### REQUIRED ACTION
Each line from the one containing "of the dark" to the end of the listing below must be retyped exactly, with no line left out and none added.

### DATA SECTION
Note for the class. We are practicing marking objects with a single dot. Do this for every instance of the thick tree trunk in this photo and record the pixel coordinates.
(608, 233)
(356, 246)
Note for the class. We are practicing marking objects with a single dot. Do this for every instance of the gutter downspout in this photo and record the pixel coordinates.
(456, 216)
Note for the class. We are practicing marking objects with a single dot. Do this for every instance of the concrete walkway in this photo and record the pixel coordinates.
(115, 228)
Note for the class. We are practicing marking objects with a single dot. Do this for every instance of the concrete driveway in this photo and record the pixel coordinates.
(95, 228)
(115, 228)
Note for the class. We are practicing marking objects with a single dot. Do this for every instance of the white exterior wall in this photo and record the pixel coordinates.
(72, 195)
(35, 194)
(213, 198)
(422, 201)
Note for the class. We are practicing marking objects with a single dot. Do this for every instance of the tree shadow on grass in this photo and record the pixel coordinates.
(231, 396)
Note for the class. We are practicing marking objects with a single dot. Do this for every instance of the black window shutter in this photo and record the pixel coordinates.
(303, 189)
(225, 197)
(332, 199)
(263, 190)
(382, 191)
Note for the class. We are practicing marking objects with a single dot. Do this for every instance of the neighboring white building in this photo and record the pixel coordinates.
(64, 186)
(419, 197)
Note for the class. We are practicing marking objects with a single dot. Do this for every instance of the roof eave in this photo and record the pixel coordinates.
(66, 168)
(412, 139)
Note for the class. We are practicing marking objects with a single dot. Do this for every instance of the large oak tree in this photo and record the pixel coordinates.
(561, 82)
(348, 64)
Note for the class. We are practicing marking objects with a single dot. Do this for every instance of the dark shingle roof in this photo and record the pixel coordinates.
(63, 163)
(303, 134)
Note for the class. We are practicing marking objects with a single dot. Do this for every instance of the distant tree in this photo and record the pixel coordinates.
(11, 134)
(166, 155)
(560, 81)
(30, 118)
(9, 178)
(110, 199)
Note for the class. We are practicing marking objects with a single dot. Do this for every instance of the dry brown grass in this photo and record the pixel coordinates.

### TASK RESPONSE
Note for the class. We are practicing marking objects with a single dot. Do this for every instance of the dark shingle roof in this photo and record the pixel coordinates.
(63, 163)
(303, 134)
Note for the class. We are practicing marking objects with a single dot. Do this for every instance of the distant tree in this photo and record the pixel coordinates.
(11, 134)
(166, 155)
(560, 81)
(30, 118)
(9, 178)
(110, 199)
Note for the class. We are practicing marking objects with a single dot. Do this for every instance of the dry brown grass in this photo and record the pixel coordinates.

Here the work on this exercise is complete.